**Extrait de page:**
Le 22 juillet dernier il a trouvé une BMW ouverte à côté de l’abbaye de Tournus. Il a craint qu’elle ne serve à perpétrer un attentat, et il a appelé les gendarmes, sauf qu’il dérange souvent les corps de secours et du coup on ne lui répond plus. Alors il a pris la voiture, est venu jusqu’à Chalon y provoquer un accrochage pour qu’enfin la police se déplace. Il avait une alcoolémie record, roulait malgré l’annulation judiciaire de son permis, et avait volé le véhicule. Casier judiciaire, état de récidive légale pour la conduite sans permis.
Le parquet requiert un mandat d’arrêt
L’avocate aurait voulu, en septembre dernier, une expertise psychiatrique, elle le dit clairement aux juges, mais monsieur T. ce jour-là ne le voulait pas. A partir de quel moment un avocat peut-il passer outre la volonté de son client ? La question reste ouverte. Les magistrats placent monsieur T. sous contrôle judiciaire mais hier, sans la salle dite « playmobil » du TGI, ils l’ont jugé en son absence : l’état physique de monsieur T. se dégrade, il a vomi du sang et venait d’être admis à l’hôpital de Chalon. Son état mental se maintient : il fait dire par son conseil qu’il a vomi du sang « à cause du stress » …
Maître Leray Saint-Arroman communique au tribunal des pièces médicales attestant du bien mauvais état de monsieur T. et elle demande un nouveau renvoi, mais le parquet s’y oppose avec une grande virulence, le disant « fort opportunément » hospitalisé, à l’image « des enfants subitement indisposés le jour de la rentrée des classes » (lesquels, fort heureusement, ne vomissent pas de sang en cette occasion, ndla). Puis : « Vous allez entrer en voie de condamnation et ne pas suivre les explications fantaisistes de monsieur. Il a des problèmes sanitaires indéniables mais aussi des problèmes judiciaires. » Madame Saenz-Cobo, substitut du procureur, requiert 8 mois de prison, la révocation d’un sursis, et un mandat d’arrêt.

**Exercices à faire:**
- 1) Pouvez-vous reprendre le compte rendu d'audience, du passage qui s'ouvre sur les mots contenant « Le 22 juillet » jusqu'à celui qui se ferme sur « conduite sans permis. », en renommant « BMW » en « Renault » ?
- 2) Pouvez-vous rédiger la suite du compte rendu d'audience, en partant juste après sa dernière phrase ?

**Extraits de données:**

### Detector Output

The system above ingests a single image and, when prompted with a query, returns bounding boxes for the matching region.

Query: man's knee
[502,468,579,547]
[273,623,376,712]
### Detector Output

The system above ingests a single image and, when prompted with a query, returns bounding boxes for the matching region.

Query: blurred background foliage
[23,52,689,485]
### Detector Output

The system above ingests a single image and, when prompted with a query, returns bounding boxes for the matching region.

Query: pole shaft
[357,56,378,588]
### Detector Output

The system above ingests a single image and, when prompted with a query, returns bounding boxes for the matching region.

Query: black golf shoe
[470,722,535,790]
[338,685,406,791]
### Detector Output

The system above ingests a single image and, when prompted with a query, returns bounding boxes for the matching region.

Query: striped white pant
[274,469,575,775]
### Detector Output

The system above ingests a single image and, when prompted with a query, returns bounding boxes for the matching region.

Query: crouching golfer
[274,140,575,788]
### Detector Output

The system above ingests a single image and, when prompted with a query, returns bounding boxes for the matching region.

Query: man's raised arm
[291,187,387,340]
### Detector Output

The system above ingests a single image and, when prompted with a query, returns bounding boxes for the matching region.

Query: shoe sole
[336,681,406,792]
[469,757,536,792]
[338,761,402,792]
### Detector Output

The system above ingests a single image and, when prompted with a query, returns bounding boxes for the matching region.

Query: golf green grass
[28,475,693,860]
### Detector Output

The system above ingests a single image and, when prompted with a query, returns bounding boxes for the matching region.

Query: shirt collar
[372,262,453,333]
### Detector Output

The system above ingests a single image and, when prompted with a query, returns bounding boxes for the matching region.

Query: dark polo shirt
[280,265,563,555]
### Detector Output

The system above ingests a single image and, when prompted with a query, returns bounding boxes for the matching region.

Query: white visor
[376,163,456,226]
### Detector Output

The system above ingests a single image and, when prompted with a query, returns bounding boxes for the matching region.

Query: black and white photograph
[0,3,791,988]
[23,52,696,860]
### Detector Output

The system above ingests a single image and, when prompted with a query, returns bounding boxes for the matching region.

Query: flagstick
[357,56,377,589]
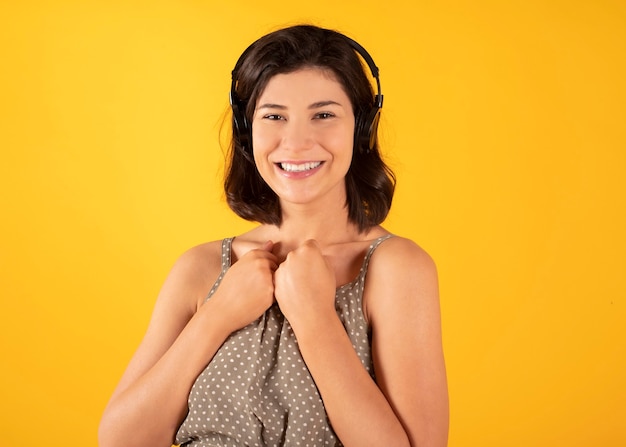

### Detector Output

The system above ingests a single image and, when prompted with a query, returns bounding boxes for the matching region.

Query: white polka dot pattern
[176,235,391,447]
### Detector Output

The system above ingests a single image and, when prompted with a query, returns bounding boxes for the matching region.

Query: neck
[275,205,359,247]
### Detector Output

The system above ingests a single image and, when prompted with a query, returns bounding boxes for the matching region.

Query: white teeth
[280,161,322,172]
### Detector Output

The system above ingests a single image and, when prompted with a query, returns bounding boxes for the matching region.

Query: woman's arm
[276,237,448,447]
[98,243,276,447]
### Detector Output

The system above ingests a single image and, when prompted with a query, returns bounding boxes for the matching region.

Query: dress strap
[359,233,394,283]
[220,237,235,276]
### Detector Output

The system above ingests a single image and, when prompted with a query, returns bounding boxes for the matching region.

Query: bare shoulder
[363,236,439,322]
[159,240,227,313]
[368,236,437,279]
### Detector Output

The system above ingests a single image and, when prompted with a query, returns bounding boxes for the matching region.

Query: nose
[281,119,315,151]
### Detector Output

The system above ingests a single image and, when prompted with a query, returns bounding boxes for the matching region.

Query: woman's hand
[274,240,337,334]
[203,241,278,334]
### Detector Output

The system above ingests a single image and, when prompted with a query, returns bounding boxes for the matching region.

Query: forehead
[257,67,349,102]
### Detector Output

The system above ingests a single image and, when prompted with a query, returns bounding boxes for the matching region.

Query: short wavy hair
[224,25,396,232]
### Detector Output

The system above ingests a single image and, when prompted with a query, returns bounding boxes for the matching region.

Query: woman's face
[252,68,354,210]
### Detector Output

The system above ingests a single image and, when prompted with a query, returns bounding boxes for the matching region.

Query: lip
[274,160,325,179]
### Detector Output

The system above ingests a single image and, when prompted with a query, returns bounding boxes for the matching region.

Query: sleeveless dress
[176,234,392,447]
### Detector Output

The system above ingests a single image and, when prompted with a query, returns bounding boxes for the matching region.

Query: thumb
[261,241,274,252]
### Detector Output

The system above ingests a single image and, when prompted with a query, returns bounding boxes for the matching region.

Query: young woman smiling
[99,25,448,447]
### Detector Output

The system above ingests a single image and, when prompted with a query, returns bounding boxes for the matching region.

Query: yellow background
[0,0,626,447]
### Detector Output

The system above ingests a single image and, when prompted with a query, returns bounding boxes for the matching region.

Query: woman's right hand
[206,241,278,334]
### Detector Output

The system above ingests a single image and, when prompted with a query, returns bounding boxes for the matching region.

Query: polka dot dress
[176,235,391,447]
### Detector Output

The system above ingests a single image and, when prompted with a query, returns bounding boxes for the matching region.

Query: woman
[99,25,448,447]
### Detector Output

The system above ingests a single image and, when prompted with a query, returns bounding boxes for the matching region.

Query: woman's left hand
[274,240,337,334]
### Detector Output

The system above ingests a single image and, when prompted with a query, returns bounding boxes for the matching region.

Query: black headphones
[229,36,383,155]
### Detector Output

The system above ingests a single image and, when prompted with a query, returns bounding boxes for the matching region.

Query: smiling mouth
[277,161,322,172]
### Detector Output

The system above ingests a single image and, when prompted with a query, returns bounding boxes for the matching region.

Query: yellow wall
[0,0,626,447]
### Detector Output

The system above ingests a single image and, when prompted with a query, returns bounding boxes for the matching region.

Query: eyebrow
[258,100,343,110]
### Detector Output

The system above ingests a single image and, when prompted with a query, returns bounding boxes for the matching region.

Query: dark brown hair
[224,25,395,231]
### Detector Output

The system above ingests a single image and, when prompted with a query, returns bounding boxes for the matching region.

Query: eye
[263,113,285,121]
[315,112,335,120]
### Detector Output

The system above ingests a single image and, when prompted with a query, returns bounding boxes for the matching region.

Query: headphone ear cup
[231,101,250,151]
[356,107,380,152]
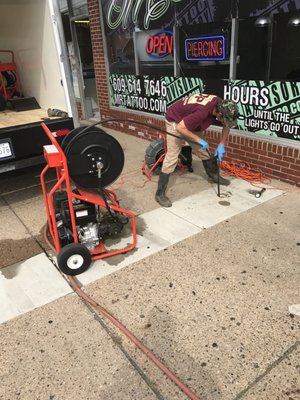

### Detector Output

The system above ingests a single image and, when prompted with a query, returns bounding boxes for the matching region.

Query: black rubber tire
[57,243,92,276]
[145,138,165,174]
[0,95,6,111]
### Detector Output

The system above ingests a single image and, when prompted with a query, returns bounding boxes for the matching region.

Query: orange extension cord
[44,228,201,400]
[220,161,300,190]
[111,161,300,191]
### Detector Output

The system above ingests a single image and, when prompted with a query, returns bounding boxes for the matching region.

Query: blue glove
[198,139,208,150]
[215,144,225,161]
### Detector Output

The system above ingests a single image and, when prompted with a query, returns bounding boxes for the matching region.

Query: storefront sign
[185,36,226,61]
[109,74,203,115]
[223,80,300,140]
[145,31,173,58]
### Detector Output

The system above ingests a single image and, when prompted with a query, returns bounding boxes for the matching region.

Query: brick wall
[88,0,300,187]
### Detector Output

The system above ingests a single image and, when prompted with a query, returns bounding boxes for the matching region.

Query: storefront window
[236,17,270,80]
[107,32,135,74]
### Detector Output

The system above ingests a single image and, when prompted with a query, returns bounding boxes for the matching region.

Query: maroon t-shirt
[166,94,221,131]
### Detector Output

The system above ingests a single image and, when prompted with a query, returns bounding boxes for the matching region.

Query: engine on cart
[53,190,128,251]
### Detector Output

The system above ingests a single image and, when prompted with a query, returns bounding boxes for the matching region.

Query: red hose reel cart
[40,123,136,275]
[0,50,22,110]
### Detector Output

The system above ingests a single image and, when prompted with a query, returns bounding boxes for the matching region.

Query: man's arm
[220,126,230,146]
[176,120,201,143]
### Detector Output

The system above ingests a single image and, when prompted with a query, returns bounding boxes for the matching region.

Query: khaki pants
[161,121,210,174]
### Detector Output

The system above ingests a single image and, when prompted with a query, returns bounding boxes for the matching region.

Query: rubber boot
[202,157,230,186]
[155,172,172,207]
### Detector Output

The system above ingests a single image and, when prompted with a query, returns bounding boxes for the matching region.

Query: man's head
[216,100,239,128]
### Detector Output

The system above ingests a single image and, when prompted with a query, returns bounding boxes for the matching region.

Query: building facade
[59,0,300,186]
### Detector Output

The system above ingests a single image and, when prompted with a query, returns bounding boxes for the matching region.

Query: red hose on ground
[44,226,201,400]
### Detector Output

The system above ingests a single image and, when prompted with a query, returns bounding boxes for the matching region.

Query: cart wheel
[145,138,165,174]
[57,243,92,276]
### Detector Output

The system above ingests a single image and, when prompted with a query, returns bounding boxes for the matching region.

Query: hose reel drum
[61,126,125,191]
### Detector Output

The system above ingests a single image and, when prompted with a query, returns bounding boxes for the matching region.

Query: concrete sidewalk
[0,132,300,400]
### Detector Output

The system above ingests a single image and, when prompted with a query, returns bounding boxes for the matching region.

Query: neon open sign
[185,36,226,61]
[145,31,173,58]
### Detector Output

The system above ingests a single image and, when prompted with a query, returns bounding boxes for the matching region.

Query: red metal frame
[0,50,22,100]
[40,122,136,261]
[141,134,184,181]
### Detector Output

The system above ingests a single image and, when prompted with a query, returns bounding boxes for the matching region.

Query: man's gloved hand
[215,144,225,161]
[198,139,208,150]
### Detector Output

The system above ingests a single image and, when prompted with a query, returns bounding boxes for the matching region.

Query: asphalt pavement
[0,130,300,400]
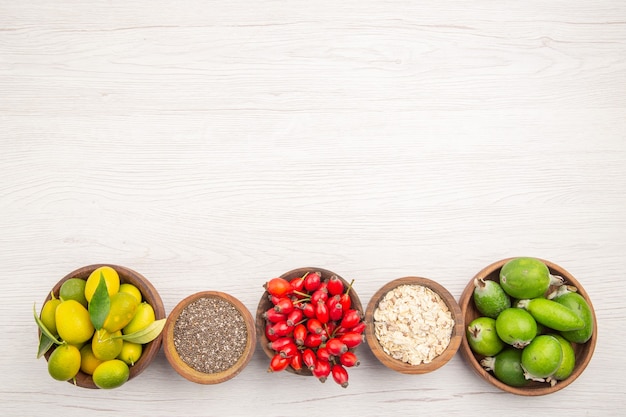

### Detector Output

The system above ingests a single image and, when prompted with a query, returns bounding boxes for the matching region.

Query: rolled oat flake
[174,297,248,374]
[374,284,454,365]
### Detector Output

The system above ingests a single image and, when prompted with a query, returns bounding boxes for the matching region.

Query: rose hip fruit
[331,364,348,388]
[326,275,344,295]
[304,271,322,293]
[265,278,293,298]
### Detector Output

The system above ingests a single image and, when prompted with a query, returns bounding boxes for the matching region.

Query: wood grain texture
[0,0,626,417]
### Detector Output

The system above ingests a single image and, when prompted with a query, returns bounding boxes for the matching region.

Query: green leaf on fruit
[89,272,111,330]
[113,319,166,345]
[33,303,63,358]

**Réponses rédigées:**
- 1)
Le 22 juillet dernier il a trouvé une Renault ouverte à côté de l’abbaye de Tournus. Il a craint qu’elle ne serve à perpétrer un attentat, et il a appelé les gendarmes, sauf qu’il dérange souvent les corps de secours et du coup on ne lui répond plus. Alors il a pris la voiture, est venu jusqu’à Chalon y provoquer un accrochage pour qu’enfin la police se déplace. Il avait une alcoolémie record, roulait malgré l’annulation judiciaire de son permis, et avait volé le véhicule. Casier judiciaire, état de récidive légale pour la conduite sans permis.

- 2)
« Il devrait être placé sous mesure de protection judiciaire »
Maître Leray Saint-Arroman plaide donc assise entre deux chaises : son client n’est pas là, et les magistrats font fi de son tableau clinique. « Monsieur T. maintient ses explications, j’aurais évidemment voulu qu’il soit là, car ses propos auraient eu plus d’impact. Il dit ‘mon métier c’est d’éclairer les gens’. Il dit aussi que s’il va en prison, il y mourra. Il devrait être placé sous mesure de protection judiciaire. J’entends les réquisitions et son passé pénal, mais son médecin dit que son espérance de vie est résiduelle. Il boit encore, avec sa pancréatite, et ça le bousille. Il bloque, et ne comprend pas les enjeux qui le concernent : une contrainte pénale serait adaptée à sa situation. Il a besoin qu’on le prenne par la main. »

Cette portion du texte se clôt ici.